WHAT THE TASK REQUIRES
Your answer should be the records, restated word for word.

··········

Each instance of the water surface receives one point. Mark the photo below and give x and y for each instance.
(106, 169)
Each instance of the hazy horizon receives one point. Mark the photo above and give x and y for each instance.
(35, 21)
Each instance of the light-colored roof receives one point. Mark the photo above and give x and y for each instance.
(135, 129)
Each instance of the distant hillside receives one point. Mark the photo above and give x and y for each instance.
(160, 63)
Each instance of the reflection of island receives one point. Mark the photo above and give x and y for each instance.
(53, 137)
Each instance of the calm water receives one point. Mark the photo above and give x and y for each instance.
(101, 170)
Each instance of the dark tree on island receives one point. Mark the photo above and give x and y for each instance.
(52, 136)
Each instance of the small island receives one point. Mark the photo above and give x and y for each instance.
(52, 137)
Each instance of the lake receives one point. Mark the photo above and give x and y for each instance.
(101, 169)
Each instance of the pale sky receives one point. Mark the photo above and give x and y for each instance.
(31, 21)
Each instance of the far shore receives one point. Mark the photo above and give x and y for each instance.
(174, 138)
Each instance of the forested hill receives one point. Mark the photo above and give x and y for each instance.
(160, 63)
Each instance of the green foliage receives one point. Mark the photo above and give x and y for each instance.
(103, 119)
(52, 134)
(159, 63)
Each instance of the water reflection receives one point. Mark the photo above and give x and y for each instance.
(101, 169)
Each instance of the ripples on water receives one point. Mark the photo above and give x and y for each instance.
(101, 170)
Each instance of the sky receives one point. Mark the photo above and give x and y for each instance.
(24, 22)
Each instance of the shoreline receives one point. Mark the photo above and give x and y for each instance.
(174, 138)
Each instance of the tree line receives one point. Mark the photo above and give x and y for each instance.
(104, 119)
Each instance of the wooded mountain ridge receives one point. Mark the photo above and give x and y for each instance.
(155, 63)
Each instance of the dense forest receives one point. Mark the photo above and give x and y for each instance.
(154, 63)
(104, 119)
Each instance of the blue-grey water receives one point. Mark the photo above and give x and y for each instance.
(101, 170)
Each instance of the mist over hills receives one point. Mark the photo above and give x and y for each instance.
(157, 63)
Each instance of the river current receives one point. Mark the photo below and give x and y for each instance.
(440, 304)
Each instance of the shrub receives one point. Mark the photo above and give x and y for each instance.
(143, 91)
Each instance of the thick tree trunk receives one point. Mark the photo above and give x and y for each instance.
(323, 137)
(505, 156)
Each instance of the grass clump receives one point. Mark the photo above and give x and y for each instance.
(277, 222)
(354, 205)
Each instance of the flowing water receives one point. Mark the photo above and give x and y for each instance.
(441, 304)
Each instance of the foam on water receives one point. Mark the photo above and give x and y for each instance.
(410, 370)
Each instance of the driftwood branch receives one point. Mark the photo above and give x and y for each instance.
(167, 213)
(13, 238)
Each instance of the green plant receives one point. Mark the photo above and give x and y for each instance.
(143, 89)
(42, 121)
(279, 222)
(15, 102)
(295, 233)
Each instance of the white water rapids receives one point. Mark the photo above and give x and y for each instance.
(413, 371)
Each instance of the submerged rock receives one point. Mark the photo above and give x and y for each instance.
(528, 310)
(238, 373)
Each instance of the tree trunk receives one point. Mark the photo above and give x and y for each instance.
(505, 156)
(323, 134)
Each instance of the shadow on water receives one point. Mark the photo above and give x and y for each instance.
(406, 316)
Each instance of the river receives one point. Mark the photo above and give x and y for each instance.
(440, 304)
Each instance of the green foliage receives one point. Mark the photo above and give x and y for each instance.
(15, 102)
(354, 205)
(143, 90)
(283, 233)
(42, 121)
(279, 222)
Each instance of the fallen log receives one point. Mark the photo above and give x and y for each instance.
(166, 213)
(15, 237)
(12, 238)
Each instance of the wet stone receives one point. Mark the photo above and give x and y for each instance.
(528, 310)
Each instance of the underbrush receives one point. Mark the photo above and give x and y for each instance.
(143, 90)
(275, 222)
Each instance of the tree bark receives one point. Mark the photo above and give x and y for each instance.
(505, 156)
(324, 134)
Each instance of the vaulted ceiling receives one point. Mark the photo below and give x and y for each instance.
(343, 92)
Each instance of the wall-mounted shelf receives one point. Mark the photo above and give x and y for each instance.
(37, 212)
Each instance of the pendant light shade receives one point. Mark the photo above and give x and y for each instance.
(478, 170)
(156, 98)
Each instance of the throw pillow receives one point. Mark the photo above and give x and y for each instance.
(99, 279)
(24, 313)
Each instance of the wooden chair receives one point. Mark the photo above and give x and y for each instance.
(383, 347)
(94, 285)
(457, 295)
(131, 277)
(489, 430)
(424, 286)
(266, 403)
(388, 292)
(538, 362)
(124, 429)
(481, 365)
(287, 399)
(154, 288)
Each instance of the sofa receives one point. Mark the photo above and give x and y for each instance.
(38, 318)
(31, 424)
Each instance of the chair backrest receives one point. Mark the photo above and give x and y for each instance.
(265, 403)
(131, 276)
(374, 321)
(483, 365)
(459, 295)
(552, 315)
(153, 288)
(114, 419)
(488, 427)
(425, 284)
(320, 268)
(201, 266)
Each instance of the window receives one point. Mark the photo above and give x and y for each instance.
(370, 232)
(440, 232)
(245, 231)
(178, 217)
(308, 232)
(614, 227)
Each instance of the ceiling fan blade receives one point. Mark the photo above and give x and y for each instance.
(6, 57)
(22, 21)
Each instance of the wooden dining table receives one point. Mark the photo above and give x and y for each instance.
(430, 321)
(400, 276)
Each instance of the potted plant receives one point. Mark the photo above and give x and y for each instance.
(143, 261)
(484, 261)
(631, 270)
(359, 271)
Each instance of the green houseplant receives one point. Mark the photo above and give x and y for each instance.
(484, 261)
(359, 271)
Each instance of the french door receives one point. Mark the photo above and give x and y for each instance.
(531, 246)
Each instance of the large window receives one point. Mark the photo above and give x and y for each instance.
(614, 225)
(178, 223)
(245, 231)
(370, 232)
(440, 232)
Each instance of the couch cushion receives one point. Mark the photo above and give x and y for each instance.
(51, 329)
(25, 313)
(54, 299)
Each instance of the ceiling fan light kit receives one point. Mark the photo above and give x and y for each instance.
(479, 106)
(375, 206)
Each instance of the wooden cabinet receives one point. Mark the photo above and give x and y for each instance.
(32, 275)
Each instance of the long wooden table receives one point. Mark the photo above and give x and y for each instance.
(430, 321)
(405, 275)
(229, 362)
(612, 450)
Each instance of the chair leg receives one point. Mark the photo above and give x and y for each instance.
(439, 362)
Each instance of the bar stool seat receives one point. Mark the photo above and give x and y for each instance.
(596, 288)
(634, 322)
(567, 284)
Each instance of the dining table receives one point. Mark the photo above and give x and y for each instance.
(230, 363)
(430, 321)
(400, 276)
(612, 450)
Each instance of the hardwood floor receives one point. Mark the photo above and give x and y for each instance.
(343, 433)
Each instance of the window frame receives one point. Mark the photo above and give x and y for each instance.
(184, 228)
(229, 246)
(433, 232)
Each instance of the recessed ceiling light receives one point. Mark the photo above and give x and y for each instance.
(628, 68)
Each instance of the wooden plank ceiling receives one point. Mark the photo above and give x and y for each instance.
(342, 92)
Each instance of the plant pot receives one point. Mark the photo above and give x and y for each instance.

··········

YOUR SOLUTION
Each instance of the water surface receives one point. Mark the photo below and give x and y for each instance.
(106, 169)
Each instance of the hazy horizon receives one point. Mark the photo above and give x and y for each instance.
(35, 21)
Each instance of the light-colored roof receives one point. Mark the photo above and give x and y for each instance.
(135, 129)
Each instance of the distant hillside receives one point. Mark the photo above and give x and y for each instance.
(160, 63)
Each instance of the reflection of island receives one point. Mark the photo above and give x and y for each instance.
(53, 137)
Each instance of the calm water receives one point. Mark the photo above and give x and y for each instance.
(101, 170)
Each instance of the dark tree on island receives one point. Mark the photo above and give x and y for each instance.
(52, 136)
Each instance of the small island receives one point. Mark the photo above and give x and y for each instance.
(52, 137)
Each instance of the lake receives one point. Mark the photo above and give x and y for each instance.
(101, 169)
Each instance of the pale sky receives one point. Mark the photo above and give x and y for each instance.
(31, 21)
Each instance of the far shore receives one point. Mark the photo above and give x and y for each instance.
(174, 138)
Each instance of the forested hill receives one point. Mark the photo above and give x and y for each instance.
(160, 63)
Each instance of the green foliage receives one point. Mark the photo above and give x and y for each instance.
(103, 119)
(52, 134)
(159, 63)
Each instance of the water reflection receives one point. Mark the photo above and give x and y for each instance.
(101, 169)
Each instance of the ripples on water receives one point. Mark the photo above and give x and y for each instance.
(101, 170)
Each instance of the sky receives one point. Mark the photo above and give x and y for each instance.
(24, 22)
Each instance of the shoreline receives one point. Mark the photo above and give x and y for each instance.
(174, 138)
Each instance of the tree line receives one point. Mark the photo above and give x and y for each instance.
(104, 119)
Each instance of the wooded mountain ridge receives one point. Mark the photo above and give x and y for each instance.
(155, 63)
Each instance of the dense forest receives one point. Mark the photo above and give x and y for each instance.
(154, 63)
(104, 119)
Each instance of the blue-grey water receives one point. Mark the photo above and give x and y for each instance.
(101, 170)
Each instance of the mist over hills receives one point. Mark the photo above and give x and y for each instance.
(157, 63)
Each instance of the river current receives one point. Mark the photo below and give x and y for each instance.
(440, 304)
Each instance of the shrub receives one point. Mark the photo above and give x and y for each instance.
(143, 91)
Each instance of the thick tree trunk receives one point. Mark the photo above and give x and y for each instance.
(323, 137)
(505, 156)
Each instance of the grass clump receives one point. Mark the photo above and give x and y for each instance.
(277, 222)
(354, 205)
Each instance of the flowing water receives one point. Mark the photo above and give x and y for each instance.
(441, 304)
Each instance of the foam on water receives one point. Mark the photo above and give x and y for each instance.
(410, 370)
Each instance of the driftwood branch receives one point. Mark the photo above and give x and y for each instance.
(167, 213)
(13, 238)
Each instance of the green plant receives one point. Mark the photo above and give x and y for each instance.
(143, 89)
(42, 121)
(279, 222)
(15, 102)
(295, 233)
Each instance of the white water rapids receives one point. Mark the photo above and give x and y for each instance.
(413, 371)
Each instance of the submerged rock receives one point. Mark the photo above and give x and y for each instance.
(528, 310)
(238, 373)
Each instance of the tree trunk receives one point. Mark the photo above and give x and y for each instance.
(505, 156)
(323, 134)
Each instance of the shadow on water receives one point. Mark the photo above and give x and y for each instance.
(406, 316)
Each instance of the river receives one point. Mark the photo above and give x and y for each instance.
(440, 304)
Each instance of the green foliage receives one point. Mark the photo above and give x and y for each instance.
(15, 102)
(354, 205)
(143, 90)
(283, 233)
(42, 121)
(279, 222)
Each instance of the fallen log receives one point. Mark the photo above and give x and y for each instance.
(166, 213)
(15, 237)
(12, 238)
Each instance of the wet stone receives one point. Mark the photo above and give x and y for each instance.
(528, 310)
Each instance of the underbrush receives one point. Mark the photo above and give x and y for each instance.
(143, 90)
(275, 222)
Each instance of the tree bark receives one point. Mark the photo above and give x and y for each instance.
(505, 156)
(324, 134)
Each instance of the vaulted ceiling receives one point. Mark the photo below and give x and y for each instance.
(343, 92)
Each instance of the wall-mounted shelf receives one point. Mark the photo above and give x and y for each instance.
(37, 212)
Each instance of the pendant light shade receives one point. Mark the photo above and give x and y for each instance.
(478, 170)
(156, 98)
Each instance of the throw pillow receives one point. Mark the photo above and give x and y for each instance.
(99, 279)
(24, 313)
Each instance of the wooden chair receives one point. Mark the photo above and give x and y for each instance.
(383, 347)
(94, 285)
(457, 295)
(131, 277)
(489, 430)
(424, 286)
(266, 403)
(388, 292)
(538, 362)
(124, 429)
(481, 365)
(287, 399)
(154, 288)
Each instance of the sofa receives one point. Mark the photo above and give x and y for each instance.
(38, 318)
(31, 424)
Each instance of the chair backrest receives one point. Mark the photo above and give x and y for each instance.
(265, 403)
(131, 276)
(374, 321)
(483, 365)
(459, 295)
(552, 315)
(153, 288)
(114, 419)
(488, 427)
(425, 284)
(320, 268)
(201, 266)
Each instance of the window receives one point. Mark the photo above and give x and y for each instance.
(370, 232)
(440, 232)
(245, 231)
(178, 217)
(308, 232)
(614, 227)
Each instance of the ceiling fan blade receives one point. Mark the photo above and give x and y for each instance.
(6, 57)
(22, 21)
Each instance of the wooden dining table receives one point. Mark the photo above and give x and y for each instance.
(430, 321)
(400, 276)
Each instance of the potted plant receives one point. Mark the photo above and give x and y for each instance.
(143, 261)
(484, 261)
(631, 270)
(359, 271)
Each instance of the green houseplant receives one point. Mark the photo above and give x and y for each instance.
(484, 261)
(359, 271)
Each instance of the french door receives one point. Mark the photo above and give x and y for each instance.
(531, 246)
Each instance of the large window receives one point. Mark the photo above and give x and y for each instance.
(614, 225)
(178, 223)
(245, 231)
(370, 232)
(440, 232)
Each instance of the couch cushion receives one point. Mark the photo above and give x and y for each instance.
(51, 329)
(25, 313)
(54, 299)
Each instance of the ceiling fan light kit receives one point. Mark the photo above and give x and y for each instance.
(479, 106)
(375, 206)
Each instance of the wooden cabinet receives one point. Mark the photo above and give x and y for each instance.
(32, 275)
Each instance of the long wooden table receives one point. Mark the photo above and give x and y for each instance.
(430, 321)
(405, 275)
(229, 362)
(612, 450)
Each instance of the chair leg receives one point. Mark the photo above and give x and y for each instance.
(439, 362)
Each instance of the bar stool seat receives one point. Mark the photo above and give x and y for each instance.
(596, 288)
(634, 322)
(567, 284)
Each instance of the dining table receives one point. Mark the photo above and give x and y for each instance.
(230, 363)
(430, 321)
(400, 276)
(612, 450)
Each instance of the hardwood floor receives one point. Mark the photo above and give x and y for each instance.
(343, 433)
Each instance of the window frame receives one point. Mark the photo above and give x and y for each instance.
(184, 228)
(229, 246)
(433, 232)
Each instance of the recessed ceiling light receives one point. Mark the photo above and give x and y for each instance.
(628, 68)
Each instance of the wooden plank ceiling receives one point. Mark the photo above and give x and y for each instance.
(342, 92)
Each instance of the plant pot receives one point. Mark the photo above and give x and y for each instance.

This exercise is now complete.